> Exercise aim
Give the number of lines in the records below that include "Prompts". Reply with that number alone.
____ Entries provided
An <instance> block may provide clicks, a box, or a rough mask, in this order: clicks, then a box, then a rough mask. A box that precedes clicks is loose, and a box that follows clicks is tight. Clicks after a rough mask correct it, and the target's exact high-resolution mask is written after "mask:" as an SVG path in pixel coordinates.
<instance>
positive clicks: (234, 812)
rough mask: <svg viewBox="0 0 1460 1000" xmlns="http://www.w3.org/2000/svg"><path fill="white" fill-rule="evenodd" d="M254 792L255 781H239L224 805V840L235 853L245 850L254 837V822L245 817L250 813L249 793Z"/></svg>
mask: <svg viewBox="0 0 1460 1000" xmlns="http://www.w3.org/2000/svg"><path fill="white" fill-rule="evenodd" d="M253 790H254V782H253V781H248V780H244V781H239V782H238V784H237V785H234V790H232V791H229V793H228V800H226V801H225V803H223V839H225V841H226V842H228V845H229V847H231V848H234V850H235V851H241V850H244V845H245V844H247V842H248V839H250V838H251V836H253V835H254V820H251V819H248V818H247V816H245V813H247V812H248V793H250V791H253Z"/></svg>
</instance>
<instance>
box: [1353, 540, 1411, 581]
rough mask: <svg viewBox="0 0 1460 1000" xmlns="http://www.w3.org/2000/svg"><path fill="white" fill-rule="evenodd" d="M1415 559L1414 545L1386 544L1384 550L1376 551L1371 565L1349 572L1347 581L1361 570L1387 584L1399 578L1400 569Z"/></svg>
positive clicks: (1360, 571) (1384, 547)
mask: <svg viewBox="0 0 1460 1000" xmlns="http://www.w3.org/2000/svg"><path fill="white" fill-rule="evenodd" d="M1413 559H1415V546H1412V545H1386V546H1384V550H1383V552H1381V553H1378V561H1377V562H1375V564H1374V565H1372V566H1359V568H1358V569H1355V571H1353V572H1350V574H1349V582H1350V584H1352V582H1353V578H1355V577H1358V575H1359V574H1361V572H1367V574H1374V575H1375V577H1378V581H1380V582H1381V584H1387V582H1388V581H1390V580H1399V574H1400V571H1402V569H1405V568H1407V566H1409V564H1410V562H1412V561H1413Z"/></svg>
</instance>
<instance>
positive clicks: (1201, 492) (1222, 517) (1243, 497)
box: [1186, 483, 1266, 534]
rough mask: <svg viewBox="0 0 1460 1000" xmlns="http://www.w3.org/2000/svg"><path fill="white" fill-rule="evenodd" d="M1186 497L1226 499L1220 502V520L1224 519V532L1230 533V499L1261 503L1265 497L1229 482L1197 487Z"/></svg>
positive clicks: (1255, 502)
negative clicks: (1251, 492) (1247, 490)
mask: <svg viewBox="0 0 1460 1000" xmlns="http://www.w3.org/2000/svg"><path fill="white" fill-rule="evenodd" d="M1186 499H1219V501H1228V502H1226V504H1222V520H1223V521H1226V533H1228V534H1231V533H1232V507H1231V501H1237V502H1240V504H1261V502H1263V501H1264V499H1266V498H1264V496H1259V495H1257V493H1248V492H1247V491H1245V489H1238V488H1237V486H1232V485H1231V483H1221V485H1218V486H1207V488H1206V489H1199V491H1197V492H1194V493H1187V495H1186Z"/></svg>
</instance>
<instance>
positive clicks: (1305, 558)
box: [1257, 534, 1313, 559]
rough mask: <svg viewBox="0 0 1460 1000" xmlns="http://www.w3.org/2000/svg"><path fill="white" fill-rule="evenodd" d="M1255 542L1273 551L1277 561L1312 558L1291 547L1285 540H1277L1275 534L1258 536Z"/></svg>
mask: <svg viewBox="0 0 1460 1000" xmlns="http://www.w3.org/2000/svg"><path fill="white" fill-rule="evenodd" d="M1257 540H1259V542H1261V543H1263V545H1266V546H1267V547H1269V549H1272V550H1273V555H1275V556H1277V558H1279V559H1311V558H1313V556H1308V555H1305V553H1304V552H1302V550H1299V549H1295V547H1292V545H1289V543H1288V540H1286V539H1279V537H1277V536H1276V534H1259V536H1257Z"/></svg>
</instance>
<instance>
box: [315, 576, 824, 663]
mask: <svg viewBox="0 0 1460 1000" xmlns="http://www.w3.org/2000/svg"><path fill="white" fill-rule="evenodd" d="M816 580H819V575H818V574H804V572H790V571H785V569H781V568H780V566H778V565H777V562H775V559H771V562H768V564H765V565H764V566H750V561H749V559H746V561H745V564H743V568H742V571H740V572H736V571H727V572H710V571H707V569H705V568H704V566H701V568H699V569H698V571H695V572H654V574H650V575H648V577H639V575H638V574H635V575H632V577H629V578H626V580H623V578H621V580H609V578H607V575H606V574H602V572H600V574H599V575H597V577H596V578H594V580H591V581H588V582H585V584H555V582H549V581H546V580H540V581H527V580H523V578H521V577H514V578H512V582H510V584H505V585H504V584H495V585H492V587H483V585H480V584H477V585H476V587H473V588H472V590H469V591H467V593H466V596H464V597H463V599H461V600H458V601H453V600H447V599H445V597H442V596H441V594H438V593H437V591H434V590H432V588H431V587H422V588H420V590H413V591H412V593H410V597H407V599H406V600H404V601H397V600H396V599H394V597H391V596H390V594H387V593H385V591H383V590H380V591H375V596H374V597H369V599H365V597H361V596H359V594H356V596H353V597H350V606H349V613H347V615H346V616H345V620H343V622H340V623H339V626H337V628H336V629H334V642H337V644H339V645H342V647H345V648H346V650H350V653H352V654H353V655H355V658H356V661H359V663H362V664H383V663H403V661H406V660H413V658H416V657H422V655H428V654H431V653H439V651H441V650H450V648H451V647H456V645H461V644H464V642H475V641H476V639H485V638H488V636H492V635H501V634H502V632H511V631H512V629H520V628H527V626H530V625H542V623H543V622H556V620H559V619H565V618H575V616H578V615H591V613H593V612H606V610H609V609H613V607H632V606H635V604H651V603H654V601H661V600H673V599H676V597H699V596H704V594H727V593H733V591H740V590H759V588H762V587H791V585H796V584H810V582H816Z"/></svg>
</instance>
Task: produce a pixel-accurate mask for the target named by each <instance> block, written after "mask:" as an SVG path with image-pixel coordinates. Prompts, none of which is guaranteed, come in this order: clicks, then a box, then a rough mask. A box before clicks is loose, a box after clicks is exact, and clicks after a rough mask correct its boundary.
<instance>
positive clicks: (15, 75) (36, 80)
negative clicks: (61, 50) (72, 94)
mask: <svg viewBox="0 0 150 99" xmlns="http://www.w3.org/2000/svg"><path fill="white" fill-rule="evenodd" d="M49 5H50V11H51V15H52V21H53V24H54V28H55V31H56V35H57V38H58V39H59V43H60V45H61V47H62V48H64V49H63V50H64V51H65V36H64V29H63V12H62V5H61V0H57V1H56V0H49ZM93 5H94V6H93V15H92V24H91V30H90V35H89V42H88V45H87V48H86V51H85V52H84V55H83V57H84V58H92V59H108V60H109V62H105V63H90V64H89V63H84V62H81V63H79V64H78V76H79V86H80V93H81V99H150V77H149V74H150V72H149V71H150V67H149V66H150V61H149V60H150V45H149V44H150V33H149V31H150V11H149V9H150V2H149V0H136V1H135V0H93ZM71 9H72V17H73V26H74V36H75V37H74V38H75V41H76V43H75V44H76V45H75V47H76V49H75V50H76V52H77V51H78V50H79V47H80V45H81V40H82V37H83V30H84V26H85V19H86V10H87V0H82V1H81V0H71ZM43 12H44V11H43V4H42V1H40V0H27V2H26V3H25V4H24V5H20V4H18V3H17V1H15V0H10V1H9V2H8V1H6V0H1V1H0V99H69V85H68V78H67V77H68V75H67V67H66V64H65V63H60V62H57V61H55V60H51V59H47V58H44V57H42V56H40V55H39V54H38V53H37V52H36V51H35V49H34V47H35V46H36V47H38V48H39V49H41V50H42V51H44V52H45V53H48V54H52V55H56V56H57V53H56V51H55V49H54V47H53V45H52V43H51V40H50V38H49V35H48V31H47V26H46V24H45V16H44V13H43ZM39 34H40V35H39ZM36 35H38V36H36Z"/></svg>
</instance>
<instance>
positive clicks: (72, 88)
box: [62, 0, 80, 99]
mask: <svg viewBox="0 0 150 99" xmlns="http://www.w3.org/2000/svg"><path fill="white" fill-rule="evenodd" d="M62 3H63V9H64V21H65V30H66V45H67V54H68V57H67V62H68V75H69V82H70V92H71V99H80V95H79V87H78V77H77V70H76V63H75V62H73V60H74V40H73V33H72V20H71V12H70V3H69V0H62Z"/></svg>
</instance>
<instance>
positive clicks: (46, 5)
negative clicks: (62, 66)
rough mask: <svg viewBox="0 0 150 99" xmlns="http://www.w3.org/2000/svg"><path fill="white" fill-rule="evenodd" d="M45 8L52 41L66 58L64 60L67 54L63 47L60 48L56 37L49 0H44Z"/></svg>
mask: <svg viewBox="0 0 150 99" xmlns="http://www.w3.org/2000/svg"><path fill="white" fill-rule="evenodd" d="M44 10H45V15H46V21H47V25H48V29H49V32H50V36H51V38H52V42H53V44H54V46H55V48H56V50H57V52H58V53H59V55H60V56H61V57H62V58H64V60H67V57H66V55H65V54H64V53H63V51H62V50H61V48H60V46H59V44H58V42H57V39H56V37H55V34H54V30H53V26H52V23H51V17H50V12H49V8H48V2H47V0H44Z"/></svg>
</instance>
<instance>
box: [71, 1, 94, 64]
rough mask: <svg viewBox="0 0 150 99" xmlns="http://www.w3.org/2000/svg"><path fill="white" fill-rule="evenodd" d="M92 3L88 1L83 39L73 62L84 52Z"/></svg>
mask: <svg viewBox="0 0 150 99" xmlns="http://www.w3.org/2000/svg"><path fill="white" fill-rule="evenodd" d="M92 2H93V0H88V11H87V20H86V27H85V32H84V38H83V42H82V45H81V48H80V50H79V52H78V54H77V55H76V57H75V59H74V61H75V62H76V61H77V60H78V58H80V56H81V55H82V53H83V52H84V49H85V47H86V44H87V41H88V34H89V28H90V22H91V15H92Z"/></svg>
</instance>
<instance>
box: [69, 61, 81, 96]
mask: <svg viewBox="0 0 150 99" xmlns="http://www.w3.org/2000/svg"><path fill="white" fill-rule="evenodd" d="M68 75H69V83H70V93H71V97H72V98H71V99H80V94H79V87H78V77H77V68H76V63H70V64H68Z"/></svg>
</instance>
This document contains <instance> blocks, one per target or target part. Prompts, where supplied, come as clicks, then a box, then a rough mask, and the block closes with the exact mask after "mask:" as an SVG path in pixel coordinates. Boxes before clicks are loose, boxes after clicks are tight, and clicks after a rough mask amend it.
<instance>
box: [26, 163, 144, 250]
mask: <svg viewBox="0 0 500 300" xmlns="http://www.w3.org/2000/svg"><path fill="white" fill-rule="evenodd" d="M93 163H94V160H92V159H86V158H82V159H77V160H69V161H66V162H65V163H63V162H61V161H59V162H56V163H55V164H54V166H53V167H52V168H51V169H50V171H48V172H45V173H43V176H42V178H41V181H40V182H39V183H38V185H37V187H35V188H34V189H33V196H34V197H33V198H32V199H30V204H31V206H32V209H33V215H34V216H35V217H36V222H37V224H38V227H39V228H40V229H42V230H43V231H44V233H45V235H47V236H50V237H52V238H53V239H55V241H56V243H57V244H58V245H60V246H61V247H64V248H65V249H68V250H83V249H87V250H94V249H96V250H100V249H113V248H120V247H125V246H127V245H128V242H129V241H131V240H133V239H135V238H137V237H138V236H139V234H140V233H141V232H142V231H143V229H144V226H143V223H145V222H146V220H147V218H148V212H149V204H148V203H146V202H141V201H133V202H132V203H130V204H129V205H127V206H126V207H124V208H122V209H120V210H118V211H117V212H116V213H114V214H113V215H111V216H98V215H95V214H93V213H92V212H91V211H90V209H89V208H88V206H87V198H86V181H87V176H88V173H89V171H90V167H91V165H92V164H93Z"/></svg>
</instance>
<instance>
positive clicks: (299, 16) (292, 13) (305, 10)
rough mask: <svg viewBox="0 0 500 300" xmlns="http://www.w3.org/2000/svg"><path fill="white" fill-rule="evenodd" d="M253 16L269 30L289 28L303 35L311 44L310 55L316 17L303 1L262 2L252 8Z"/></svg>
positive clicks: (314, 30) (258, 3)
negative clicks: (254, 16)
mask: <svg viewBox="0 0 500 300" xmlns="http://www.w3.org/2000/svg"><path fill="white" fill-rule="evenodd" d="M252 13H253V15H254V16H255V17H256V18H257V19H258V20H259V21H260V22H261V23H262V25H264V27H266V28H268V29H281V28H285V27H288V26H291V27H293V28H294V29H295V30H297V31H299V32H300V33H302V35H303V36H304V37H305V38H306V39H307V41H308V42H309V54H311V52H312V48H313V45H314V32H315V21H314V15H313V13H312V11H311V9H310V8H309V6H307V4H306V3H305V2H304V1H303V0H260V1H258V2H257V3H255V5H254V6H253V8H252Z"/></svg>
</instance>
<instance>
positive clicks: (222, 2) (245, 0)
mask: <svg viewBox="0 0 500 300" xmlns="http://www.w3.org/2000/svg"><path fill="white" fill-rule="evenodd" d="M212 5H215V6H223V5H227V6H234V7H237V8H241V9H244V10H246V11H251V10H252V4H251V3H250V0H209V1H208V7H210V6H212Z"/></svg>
________
> Response below
2